____ PASSAGE SHOWN

I pose Vulgar Linked Data as an alternative to the infrastructural pattern I call the Cloud Orthodoxy: rather than platforms operated by an informational priesthood, reorienting our public infrastructure efforts to support vernacular expression across heterogeneous #p2p mediums. This piece extends a prior work of mine: Decentralized Infrastructure for (Neuro)science) which has more complete draft of what that might look like.
(I don't think you can pre-write threads on masto, so i'll post some thoughts as I write them under this) /1
The essential feature of knowledge graphs that makes them coproductive with surveillance capitalism is how they allow for a much more fluid means of data integration. Most contemporary corporations are data corporations, and their operation increasingly requires integrating far-flung and heterogeneous datasets, often stitched together from decades of acquisitions. While they are of course not universal, and there is again a large amount of variation in their deployment and use, knowledge graphs power many of the largest information conglomerates. The graph structure of KGs as well as the semantic constraints that can be imposed by controlled ontologies and schemas make them particularly well-suited to the sprawling data conglomerate that typifies contemporary surveillance capitalism.
I give a case study in RELX, parent of Elsevier and LexisNexis, among others, which is relatively explicit about how it operates as a gigantic graph of data with various overlay platforms.

________
____ DATA

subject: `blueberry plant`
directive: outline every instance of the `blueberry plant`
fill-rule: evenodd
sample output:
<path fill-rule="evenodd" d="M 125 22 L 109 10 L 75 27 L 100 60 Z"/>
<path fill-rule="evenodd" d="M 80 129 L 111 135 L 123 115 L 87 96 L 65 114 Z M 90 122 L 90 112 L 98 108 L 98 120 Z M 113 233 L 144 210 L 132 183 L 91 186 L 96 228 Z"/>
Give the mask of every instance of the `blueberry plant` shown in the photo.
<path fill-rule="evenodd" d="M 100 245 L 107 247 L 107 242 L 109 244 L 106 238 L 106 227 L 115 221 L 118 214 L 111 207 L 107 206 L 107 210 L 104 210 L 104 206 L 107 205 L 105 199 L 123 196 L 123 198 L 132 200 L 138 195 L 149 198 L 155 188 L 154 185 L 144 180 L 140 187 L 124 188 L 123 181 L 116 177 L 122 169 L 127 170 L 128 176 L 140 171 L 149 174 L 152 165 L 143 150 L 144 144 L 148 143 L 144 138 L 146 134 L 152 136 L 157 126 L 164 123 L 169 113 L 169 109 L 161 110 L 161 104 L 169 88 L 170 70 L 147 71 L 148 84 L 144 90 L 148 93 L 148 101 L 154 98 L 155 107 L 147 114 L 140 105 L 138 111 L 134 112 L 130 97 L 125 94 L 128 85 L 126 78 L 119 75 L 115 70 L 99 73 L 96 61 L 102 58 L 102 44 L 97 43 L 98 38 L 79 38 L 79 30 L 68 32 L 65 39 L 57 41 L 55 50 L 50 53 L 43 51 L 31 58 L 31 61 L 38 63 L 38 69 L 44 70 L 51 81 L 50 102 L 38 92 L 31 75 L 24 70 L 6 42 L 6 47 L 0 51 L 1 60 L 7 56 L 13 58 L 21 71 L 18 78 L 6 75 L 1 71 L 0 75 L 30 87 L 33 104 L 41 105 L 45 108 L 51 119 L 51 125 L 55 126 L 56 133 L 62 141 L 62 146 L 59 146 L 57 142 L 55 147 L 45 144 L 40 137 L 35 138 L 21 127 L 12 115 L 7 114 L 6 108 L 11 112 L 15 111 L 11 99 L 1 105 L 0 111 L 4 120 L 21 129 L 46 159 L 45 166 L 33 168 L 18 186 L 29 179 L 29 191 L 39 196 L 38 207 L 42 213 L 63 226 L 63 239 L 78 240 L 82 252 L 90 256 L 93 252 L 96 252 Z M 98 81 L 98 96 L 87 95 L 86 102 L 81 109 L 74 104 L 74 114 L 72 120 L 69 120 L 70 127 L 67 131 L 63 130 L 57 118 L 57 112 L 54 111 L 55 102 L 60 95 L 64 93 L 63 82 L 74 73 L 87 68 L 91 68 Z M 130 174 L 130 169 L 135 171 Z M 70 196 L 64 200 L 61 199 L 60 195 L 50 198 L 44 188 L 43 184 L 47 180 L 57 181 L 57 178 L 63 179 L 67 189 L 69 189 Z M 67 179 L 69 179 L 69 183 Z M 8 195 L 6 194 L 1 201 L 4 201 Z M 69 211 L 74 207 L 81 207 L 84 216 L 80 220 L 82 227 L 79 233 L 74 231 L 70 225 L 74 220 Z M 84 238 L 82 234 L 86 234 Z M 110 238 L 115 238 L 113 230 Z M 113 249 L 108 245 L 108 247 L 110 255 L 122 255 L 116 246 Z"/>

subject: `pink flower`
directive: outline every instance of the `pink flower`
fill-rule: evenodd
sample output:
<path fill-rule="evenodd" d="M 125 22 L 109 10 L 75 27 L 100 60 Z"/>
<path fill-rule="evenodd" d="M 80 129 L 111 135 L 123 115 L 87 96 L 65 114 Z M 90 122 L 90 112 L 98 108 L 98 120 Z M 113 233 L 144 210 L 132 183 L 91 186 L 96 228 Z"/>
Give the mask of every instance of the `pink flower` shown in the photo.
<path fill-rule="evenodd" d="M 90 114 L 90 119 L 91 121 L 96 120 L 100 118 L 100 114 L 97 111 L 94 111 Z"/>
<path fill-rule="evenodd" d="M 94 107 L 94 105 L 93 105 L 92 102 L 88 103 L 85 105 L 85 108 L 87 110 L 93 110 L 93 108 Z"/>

________

§ QUESTIONS:
1. In the passage, what is Vulgar Linked Data posed as an alternative to?
2. Change "gigantic" to "vast" and write out the passage starting at "I give a case" and ending at "various overlay platforms.".
The listing plays no part in this work.

§ OUTPUTS BY TASK:
1. It is posed as an alternative to the infrastructural pattern called the Cloud Orthodoxy.

2.
I give a case study in RELX, parent of Elsevier and LexisNexis, among others, which is relatively explicit about how it operates as a vast graph of data with various overlay platforms.